● **Goal of the exercise**
Starting at the line with "Format sample: [690, 135]" and going on through the line with "Task: tag the light", reproduce each line in the records below exactly and nothing more.

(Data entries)
- - - - - - -

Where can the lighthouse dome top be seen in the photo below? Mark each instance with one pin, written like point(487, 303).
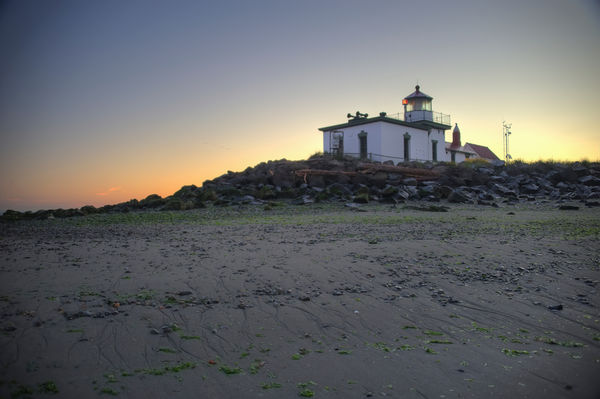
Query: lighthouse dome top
point(418, 94)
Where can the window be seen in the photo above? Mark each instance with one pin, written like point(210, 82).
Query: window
point(406, 147)
point(362, 141)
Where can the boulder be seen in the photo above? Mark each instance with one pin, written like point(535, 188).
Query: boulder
point(589, 180)
point(460, 196)
point(530, 188)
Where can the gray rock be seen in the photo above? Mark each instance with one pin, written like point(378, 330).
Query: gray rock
point(410, 181)
point(460, 196)
point(530, 189)
point(589, 180)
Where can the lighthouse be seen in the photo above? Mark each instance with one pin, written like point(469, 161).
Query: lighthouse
point(417, 108)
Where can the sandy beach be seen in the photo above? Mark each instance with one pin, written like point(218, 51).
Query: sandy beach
point(317, 301)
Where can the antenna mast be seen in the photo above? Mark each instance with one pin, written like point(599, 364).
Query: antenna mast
point(505, 135)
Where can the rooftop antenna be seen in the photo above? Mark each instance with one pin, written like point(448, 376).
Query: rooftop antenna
point(505, 135)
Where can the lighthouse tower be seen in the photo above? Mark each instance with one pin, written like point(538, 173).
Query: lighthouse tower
point(417, 108)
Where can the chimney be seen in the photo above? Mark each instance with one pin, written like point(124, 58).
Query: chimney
point(455, 136)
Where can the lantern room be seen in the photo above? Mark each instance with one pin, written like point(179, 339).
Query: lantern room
point(417, 101)
point(417, 108)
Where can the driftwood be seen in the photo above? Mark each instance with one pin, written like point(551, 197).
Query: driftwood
point(409, 172)
point(419, 174)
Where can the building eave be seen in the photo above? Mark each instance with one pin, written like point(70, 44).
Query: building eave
point(421, 125)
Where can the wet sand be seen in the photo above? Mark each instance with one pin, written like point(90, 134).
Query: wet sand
point(299, 301)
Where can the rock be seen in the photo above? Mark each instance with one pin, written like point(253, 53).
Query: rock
point(354, 206)
point(152, 201)
point(530, 189)
point(568, 208)
point(304, 200)
point(459, 196)
point(410, 181)
point(589, 180)
point(389, 191)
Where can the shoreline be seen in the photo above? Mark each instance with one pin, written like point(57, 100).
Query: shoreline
point(321, 299)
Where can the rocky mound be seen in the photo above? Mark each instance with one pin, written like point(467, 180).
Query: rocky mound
point(321, 179)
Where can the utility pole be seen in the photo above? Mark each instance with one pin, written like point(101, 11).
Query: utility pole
point(505, 135)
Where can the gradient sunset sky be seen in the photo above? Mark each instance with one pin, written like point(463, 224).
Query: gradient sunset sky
point(104, 101)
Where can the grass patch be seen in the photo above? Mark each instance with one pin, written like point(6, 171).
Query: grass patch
point(514, 352)
point(566, 344)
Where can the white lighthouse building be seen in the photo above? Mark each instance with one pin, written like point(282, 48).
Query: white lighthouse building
point(416, 135)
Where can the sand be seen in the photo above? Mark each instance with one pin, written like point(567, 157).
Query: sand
point(320, 301)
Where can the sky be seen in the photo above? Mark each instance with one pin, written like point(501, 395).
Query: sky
point(105, 101)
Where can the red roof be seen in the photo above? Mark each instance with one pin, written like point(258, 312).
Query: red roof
point(483, 151)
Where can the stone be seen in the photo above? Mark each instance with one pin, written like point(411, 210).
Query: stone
point(568, 208)
point(589, 180)
point(410, 181)
point(459, 196)
point(530, 189)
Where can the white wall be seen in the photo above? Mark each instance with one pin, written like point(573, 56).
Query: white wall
point(385, 141)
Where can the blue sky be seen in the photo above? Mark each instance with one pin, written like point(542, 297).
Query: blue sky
point(103, 101)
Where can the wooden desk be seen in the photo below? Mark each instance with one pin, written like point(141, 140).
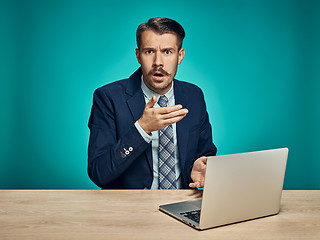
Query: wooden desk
point(122, 214)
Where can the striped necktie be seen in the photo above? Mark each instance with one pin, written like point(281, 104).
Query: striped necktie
point(167, 175)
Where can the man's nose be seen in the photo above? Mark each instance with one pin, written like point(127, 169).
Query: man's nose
point(158, 61)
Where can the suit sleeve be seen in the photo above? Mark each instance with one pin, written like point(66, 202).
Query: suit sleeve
point(110, 155)
point(205, 147)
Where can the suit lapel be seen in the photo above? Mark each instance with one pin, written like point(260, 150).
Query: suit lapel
point(136, 104)
point(182, 126)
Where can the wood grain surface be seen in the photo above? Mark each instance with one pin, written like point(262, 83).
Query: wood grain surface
point(134, 214)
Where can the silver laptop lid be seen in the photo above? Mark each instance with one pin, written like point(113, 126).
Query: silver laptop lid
point(242, 186)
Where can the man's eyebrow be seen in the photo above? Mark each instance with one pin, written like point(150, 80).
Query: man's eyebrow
point(147, 48)
point(167, 48)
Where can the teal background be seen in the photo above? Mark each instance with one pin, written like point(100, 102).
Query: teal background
point(258, 63)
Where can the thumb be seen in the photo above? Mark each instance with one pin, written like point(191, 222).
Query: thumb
point(152, 102)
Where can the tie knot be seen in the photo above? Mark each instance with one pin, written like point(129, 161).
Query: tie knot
point(163, 101)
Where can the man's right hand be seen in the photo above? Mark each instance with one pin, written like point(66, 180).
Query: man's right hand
point(154, 119)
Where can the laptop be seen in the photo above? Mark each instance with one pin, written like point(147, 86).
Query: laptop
point(238, 187)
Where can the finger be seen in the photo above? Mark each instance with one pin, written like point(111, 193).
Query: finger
point(152, 102)
point(173, 120)
point(181, 112)
point(166, 110)
point(194, 185)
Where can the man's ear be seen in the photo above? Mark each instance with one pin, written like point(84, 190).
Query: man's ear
point(138, 55)
point(181, 55)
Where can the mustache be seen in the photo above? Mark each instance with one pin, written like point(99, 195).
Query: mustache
point(159, 69)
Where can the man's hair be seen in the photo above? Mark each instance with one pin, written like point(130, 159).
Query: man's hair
point(161, 25)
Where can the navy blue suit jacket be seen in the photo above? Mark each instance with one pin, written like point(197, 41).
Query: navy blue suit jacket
point(116, 107)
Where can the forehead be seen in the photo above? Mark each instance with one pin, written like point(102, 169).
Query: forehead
point(152, 39)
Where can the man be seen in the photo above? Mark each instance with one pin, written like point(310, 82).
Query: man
point(151, 130)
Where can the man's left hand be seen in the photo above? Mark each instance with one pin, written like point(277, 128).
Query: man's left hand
point(198, 172)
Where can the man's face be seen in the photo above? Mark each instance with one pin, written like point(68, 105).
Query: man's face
point(159, 58)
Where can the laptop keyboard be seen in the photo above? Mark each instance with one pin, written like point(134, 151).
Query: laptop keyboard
point(193, 215)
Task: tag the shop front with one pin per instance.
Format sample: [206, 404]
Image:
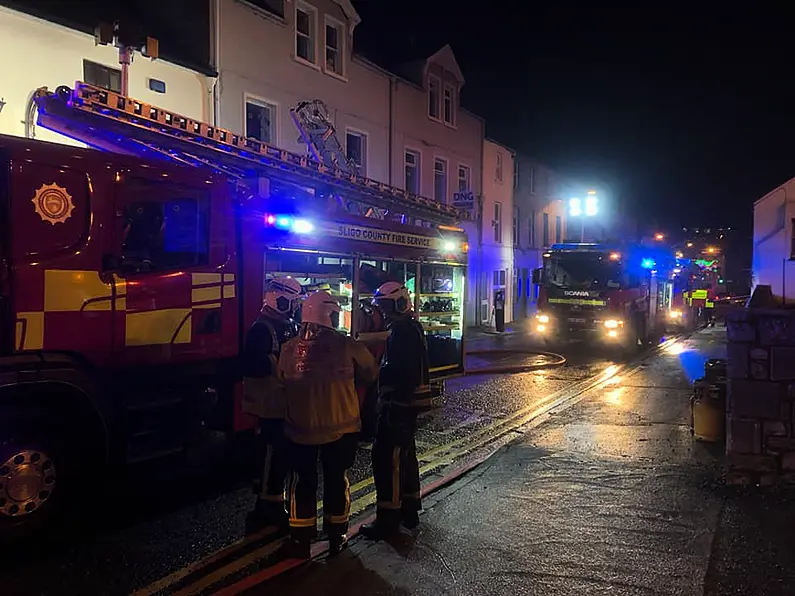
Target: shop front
[352, 257]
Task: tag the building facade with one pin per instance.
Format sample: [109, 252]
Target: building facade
[539, 220]
[774, 242]
[56, 55]
[405, 129]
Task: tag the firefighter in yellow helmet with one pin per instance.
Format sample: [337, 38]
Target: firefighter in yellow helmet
[263, 398]
[319, 370]
[404, 390]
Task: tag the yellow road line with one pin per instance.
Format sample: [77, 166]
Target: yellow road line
[448, 454]
[180, 574]
[237, 565]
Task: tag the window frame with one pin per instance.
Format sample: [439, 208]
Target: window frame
[417, 168]
[468, 177]
[438, 103]
[330, 21]
[106, 70]
[365, 148]
[263, 103]
[442, 160]
[517, 224]
[545, 230]
[312, 12]
[453, 116]
[497, 222]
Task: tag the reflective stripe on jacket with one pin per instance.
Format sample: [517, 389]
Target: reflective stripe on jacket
[319, 371]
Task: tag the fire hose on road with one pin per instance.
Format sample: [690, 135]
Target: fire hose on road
[542, 360]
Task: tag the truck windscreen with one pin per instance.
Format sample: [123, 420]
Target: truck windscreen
[582, 271]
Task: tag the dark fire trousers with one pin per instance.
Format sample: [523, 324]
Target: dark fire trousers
[395, 466]
[272, 467]
[336, 458]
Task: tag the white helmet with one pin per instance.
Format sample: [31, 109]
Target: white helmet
[396, 293]
[321, 308]
[281, 294]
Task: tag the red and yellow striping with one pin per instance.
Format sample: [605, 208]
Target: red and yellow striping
[158, 310]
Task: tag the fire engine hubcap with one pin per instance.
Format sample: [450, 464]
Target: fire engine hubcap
[27, 480]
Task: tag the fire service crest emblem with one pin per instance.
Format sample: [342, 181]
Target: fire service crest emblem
[53, 203]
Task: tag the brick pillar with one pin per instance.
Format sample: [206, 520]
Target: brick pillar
[760, 443]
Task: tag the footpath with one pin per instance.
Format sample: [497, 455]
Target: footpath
[610, 496]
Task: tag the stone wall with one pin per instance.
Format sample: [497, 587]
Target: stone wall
[760, 442]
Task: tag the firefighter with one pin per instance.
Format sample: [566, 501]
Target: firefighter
[319, 370]
[263, 398]
[404, 390]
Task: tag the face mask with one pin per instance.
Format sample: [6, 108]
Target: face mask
[282, 304]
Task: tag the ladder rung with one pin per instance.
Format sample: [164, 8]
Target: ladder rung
[191, 134]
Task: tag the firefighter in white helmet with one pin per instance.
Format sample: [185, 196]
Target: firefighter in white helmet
[319, 370]
[263, 397]
[404, 390]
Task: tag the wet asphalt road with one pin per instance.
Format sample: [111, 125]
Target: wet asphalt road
[611, 496]
[163, 517]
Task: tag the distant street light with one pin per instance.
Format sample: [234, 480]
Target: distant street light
[591, 209]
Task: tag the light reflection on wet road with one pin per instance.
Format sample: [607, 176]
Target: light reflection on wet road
[182, 511]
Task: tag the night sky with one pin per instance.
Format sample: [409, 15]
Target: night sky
[688, 117]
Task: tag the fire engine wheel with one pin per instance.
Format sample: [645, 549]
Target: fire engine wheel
[28, 479]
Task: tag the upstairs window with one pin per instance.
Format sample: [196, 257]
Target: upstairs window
[356, 150]
[434, 97]
[102, 76]
[545, 229]
[261, 121]
[334, 46]
[275, 7]
[516, 226]
[440, 180]
[448, 105]
[497, 223]
[464, 178]
[305, 32]
[412, 168]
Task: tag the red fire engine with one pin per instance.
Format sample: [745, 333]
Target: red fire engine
[127, 284]
[614, 294]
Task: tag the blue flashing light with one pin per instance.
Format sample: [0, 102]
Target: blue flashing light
[290, 224]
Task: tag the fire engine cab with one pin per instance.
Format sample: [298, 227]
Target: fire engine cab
[130, 276]
[614, 294]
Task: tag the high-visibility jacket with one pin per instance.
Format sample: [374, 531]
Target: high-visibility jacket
[262, 394]
[319, 370]
[404, 379]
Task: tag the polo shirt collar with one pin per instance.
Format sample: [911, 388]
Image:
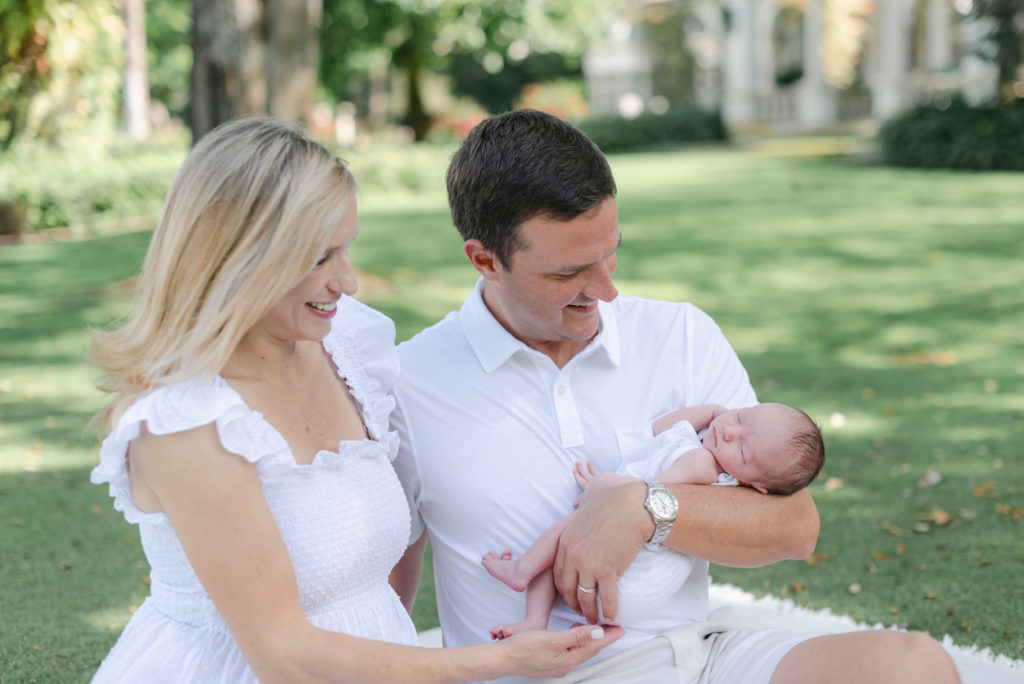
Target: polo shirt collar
[494, 345]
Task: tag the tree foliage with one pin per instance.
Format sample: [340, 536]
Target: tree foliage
[59, 69]
[361, 40]
[1004, 42]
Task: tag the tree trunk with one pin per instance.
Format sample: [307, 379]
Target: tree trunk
[253, 57]
[136, 86]
[293, 52]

- - - - - - -

● **Output for this task**
Format sample: [690, 135]
Target: fire hose on road
[542, 360]
Task: tag the truck windscreen with one pin per instance.
Format sample: [123, 420]
Target: truck windscreen
[582, 271]
Task: tag the dark fire trousers with one pin per instance.
Format sample: [523, 324]
Target: dark fire trousers
[395, 466]
[272, 467]
[336, 458]
Task: tag the white helmet with one pin per instance.
Format sample: [31, 109]
Target: white helmet
[396, 293]
[321, 308]
[281, 294]
Task: tag the red and yellow striping with one pin per instance.
Format sample: [605, 208]
Target: red and yellow striping
[158, 310]
Task: tag the fire engine hubcap with one pin per instance.
Format sample: [450, 464]
Target: fire engine hubcap
[27, 480]
Task: tag the fire service crest emblem with one pin per instance.
Format sample: [342, 181]
Target: fire service crest emblem
[53, 203]
Task: tag the brick pillar with one pin per instance.
Format sample: [206, 520]
Target: brick pillar
[760, 443]
Task: tag the footpath with one pin per instance.
Format sample: [497, 455]
Target: footpath
[610, 496]
Task: tag the stone wall with one pin per instance.
Format sample: [497, 587]
Target: stone wall
[760, 442]
Task: tag the firefighter with one pin per instance.
Format sample: [566, 501]
Target: firefighter
[319, 370]
[263, 398]
[404, 390]
Task: tag the face mask with one pin per instance.
Format sample: [6, 108]
Target: face mask
[282, 304]
Task: tag the ladder rung with one pin per instance.
Format sample: [164, 8]
Target: ladder rung
[191, 134]
Task: tag the firefighter in white helmet with one pin per instance.
Format sample: [185, 196]
Target: firefighter in white helmet
[319, 370]
[263, 397]
[404, 390]
Task: tag the wet asphalt road with one pin per instance.
Format sample: [111, 125]
Target: wet asphalt road
[611, 496]
[163, 517]
Task: tag the distant street light with one pin per instance.
Format sample: [234, 480]
Target: distant street light
[591, 209]
Task: tag the light reflection on wet road with one pin per instance.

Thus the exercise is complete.